Records from a dataset:
**********

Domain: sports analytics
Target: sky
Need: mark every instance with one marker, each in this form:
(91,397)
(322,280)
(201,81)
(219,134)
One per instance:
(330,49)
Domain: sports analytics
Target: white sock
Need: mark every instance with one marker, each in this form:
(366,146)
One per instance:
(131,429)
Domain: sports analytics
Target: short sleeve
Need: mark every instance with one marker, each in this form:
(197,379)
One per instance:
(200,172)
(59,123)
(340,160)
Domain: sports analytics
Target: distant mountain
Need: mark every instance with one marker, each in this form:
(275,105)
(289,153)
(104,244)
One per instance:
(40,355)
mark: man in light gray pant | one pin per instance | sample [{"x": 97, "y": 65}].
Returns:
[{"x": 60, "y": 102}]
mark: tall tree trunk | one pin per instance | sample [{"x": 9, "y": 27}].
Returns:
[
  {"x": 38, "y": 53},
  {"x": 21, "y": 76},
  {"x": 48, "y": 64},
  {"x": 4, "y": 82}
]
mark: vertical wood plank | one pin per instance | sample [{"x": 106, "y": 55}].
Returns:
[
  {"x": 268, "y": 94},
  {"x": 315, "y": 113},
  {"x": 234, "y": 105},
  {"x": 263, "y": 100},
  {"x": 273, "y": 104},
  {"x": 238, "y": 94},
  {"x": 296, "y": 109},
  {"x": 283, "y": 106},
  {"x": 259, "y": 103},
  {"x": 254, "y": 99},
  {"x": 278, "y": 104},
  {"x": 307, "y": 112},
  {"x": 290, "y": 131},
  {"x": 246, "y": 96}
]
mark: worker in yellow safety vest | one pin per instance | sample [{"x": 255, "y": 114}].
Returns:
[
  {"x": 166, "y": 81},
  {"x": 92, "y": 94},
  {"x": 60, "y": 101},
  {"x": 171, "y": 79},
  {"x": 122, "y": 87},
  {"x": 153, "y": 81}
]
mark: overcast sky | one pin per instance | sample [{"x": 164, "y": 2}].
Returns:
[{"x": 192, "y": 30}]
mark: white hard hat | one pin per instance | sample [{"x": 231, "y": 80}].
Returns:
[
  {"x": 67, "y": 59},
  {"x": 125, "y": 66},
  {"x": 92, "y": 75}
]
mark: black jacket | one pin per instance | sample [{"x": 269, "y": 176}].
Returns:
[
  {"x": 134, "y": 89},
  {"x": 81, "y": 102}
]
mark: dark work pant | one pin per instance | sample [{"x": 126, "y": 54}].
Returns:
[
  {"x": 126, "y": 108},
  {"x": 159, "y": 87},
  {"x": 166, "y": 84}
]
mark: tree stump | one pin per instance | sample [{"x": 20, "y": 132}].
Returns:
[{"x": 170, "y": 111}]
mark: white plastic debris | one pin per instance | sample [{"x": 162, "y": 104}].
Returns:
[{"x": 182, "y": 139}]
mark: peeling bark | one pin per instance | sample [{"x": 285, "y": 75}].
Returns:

**********

**Aim**
Please switch "one pin per instance" to "one point per instance" in every one of the items above and leave all other text unchanged.

**Problem solution**
Domain: sports analytics
Target: sky
Need: mark every instance with one marker, each in this form:
(91,397)
(322,280)
(201,81)
(219,134)
One per instance:
(330,49)
Domain: sports analytics
Target: white sock
Need: mark every instance with one marker, each in this form:
(366,146)
One per instance:
(131,429)
Domain: sports analytics
Target: short sleeve
Need: mark every instance with one marker, each in this form:
(197,379)
One per instance:
(200,172)
(59,123)
(340,160)
Domain: sports analytics
Target: distant mountain
Need: mark every instance with one marker, each in this form:
(275,105)
(289,153)
(104,244)
One per instance:
(40,355)
mark: man in light gray pant | one point per instance | sample [{"x": 97, "y": 65}].
Returns:
[{"x": 60, "y": 102}]
mark: tall tree trunk | one point per instance | sample [{"x": 9, "y": 27}].
Returns:
[
  {"x": 38, "y": 53},
  {"x": 21, "y": 76},
  {"x": 48, "y": 64},
  {"x": 4, "y": 82}
]
mark: vertical wood plank | one point per instance | sample [{"x": 106, "y": 55}].
Returns:
[
  {"x": 268, "y": 94},
  {"x": 315, "y": 113},
  {"x": 234, "y": 105},
  {"x": 263, "y": 100},
  {"x": 273, "y": 104},
  {"x": 238, "y": 94},
  {"x": 296, "y": 109},
  {"x": 283, "y": 106},
  {"x": 259, "y": 103},
  {"x": 254, "y": 99},
  {"x": 278, "y": 104},
  {"x": 307, "y": 112},
  {"x": 290, "y": 131},
  {"x": 246, "y": 96}
]
mark: worker in yellow safety vest | one point per instance | sample [{"x": 255, "y": 114}].
Returns:
[
  {"x": 166, "y": 81},
  {"x": 92, "y": 94},
  {"x": 60, "y": 101},
  {"x": 171, "y": 79},
  {"x": 122, "y": 87},
  {"x": 153, "y": 81}
]
mark: overcast sky | one point per instance | sample [{"x": 164, "y": 2}].
Returns:
[{"x": 192, "y": 30}]
mark: white hard hat | one point per instance | sample [{"x": 231, "y": 80}].
Returns:
[
  {"x": 67, "y": 59},
  {"x": 125, "y": 66},
  {"x": 92, "y": 75}
]
mark: black jacket | one point per instance | sample [{"x": 269, "y": 176}].
Returns:
[
  {"x": 134, "y": 89},
  {"x": 81, "y": 102}
]
mark: dark work pant | one point per instance | sample [{"x": 126, "y": 54}].
Returns:
[
  {"x": 126, "y": 108},
  {"x": 159, "y": 87},
  {"x": 166, "y": 84}
]
mark: tree stump | one point per instance | sample [{"x": 20, "y": 132}].
Returns:
[{"x": 170, "y": 111}]
mark: white plastic debris | one point per instance | sample [{"x": 162, "y": 104}].
Returns:
[{"x": 182, "y": 139}]
mark: peeling bark | one point per instance | sample [{"x": 285, "y": 75}].
Returns:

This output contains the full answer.